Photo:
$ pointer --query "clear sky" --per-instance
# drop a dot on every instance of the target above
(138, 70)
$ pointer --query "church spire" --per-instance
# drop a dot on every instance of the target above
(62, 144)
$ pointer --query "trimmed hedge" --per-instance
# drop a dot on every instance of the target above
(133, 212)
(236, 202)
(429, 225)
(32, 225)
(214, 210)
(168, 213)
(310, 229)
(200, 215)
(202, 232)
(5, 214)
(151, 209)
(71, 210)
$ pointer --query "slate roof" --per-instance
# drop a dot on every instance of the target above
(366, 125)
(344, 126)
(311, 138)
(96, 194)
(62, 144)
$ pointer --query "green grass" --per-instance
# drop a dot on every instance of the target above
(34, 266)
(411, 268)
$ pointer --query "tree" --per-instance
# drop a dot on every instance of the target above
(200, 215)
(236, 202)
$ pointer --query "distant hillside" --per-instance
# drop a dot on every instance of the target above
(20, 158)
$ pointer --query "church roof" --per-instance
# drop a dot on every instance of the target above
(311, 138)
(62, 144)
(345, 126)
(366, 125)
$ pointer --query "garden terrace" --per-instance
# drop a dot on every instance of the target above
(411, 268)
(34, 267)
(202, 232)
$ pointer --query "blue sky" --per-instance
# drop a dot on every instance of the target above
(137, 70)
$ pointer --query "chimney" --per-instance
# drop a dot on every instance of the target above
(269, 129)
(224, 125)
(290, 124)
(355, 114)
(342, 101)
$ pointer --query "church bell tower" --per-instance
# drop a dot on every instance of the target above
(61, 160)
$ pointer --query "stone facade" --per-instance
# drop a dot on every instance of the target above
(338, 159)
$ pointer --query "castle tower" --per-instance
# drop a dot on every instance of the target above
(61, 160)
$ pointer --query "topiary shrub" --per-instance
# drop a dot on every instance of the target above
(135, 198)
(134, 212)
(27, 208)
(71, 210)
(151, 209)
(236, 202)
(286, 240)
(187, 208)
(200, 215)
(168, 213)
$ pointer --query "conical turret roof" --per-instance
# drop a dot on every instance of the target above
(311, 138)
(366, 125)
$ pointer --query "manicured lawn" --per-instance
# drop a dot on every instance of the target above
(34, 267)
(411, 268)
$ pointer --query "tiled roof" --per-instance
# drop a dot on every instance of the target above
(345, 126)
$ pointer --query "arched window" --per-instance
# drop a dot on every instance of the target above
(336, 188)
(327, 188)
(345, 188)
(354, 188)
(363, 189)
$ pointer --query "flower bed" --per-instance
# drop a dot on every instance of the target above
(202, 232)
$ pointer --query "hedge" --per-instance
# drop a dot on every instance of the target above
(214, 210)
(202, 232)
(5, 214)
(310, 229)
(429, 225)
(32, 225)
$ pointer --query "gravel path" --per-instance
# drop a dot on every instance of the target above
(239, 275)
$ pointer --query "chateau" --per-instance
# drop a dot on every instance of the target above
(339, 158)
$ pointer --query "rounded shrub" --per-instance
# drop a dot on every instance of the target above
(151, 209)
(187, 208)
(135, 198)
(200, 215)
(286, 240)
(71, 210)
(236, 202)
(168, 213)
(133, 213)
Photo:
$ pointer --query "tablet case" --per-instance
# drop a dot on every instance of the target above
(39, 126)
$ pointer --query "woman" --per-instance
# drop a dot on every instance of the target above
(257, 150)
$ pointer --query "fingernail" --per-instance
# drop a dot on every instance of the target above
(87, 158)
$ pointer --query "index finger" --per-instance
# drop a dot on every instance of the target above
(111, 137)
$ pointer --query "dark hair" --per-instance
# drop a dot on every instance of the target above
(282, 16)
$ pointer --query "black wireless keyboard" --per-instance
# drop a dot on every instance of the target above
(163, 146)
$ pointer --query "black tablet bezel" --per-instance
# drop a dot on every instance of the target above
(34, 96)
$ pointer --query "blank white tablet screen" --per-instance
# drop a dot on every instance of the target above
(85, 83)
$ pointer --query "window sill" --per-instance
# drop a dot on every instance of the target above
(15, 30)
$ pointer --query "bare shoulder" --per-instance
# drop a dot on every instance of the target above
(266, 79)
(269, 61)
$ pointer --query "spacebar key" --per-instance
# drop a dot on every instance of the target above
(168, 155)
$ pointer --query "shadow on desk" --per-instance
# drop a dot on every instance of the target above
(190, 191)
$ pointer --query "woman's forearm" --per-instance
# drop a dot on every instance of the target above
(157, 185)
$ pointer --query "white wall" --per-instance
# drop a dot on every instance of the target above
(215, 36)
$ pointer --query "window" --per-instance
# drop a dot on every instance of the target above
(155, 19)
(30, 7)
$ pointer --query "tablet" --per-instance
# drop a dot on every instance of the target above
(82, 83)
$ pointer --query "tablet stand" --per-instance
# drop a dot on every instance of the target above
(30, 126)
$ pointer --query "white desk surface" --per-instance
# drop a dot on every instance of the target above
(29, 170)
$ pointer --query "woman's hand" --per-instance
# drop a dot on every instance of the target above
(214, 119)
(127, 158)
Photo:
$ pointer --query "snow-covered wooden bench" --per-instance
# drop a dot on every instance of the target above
--
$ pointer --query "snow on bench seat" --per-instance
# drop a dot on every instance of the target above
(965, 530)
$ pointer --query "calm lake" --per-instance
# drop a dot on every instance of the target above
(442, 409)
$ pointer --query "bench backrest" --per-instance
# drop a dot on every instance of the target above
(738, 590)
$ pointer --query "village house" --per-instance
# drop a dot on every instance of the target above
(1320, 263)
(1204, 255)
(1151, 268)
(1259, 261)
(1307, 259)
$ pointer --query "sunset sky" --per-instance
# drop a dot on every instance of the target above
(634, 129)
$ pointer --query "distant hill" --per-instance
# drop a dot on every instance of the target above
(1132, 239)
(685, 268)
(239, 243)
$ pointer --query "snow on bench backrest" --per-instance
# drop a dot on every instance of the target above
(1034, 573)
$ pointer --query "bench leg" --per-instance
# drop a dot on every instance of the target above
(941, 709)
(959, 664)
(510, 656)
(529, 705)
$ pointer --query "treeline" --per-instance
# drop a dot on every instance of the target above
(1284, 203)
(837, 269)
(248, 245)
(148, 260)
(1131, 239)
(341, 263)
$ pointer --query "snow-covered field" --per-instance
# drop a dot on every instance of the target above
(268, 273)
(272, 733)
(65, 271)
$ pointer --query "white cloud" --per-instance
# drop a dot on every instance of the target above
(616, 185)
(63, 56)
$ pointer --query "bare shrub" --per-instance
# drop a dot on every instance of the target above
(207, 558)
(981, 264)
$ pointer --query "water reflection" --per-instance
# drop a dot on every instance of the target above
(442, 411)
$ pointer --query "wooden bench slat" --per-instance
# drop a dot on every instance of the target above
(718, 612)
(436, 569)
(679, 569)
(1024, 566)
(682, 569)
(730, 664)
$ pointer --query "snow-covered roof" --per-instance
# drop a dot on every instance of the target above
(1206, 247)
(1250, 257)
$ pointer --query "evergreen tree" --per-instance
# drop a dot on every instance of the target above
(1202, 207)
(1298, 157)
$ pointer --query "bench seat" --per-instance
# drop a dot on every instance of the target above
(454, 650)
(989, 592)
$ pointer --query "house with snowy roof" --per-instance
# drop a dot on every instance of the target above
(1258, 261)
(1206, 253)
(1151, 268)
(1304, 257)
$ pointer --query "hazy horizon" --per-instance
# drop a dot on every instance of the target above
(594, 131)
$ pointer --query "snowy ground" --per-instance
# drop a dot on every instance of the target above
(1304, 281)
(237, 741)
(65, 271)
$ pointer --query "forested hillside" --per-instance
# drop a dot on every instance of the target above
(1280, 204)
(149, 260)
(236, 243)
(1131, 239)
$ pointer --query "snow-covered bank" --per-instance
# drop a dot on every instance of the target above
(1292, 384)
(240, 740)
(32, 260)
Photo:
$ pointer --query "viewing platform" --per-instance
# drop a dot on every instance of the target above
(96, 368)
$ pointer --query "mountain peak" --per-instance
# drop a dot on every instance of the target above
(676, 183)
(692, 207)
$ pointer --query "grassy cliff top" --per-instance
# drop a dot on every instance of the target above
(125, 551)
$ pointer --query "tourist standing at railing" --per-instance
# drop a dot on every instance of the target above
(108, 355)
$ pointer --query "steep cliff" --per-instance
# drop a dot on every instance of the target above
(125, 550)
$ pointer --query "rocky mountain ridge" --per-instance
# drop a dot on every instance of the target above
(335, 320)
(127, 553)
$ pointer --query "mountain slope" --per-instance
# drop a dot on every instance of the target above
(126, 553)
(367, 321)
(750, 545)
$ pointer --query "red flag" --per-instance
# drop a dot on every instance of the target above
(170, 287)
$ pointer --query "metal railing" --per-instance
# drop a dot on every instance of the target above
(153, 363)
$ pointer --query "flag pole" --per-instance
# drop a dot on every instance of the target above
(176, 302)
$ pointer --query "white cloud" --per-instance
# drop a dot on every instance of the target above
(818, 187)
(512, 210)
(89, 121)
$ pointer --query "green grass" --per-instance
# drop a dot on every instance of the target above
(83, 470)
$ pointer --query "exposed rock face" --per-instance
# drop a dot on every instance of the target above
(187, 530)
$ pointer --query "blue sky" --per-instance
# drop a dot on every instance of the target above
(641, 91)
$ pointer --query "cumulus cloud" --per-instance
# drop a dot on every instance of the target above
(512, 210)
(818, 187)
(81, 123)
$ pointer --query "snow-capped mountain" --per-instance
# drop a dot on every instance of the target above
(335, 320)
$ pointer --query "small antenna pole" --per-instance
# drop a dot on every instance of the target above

# Exercise:
Using the listing, copy every line where the word "railing" shows up.

# Response:
$ pointer --query "tourist standing at railing" --per-instance
$ pointer --query "metal railing" --per-instance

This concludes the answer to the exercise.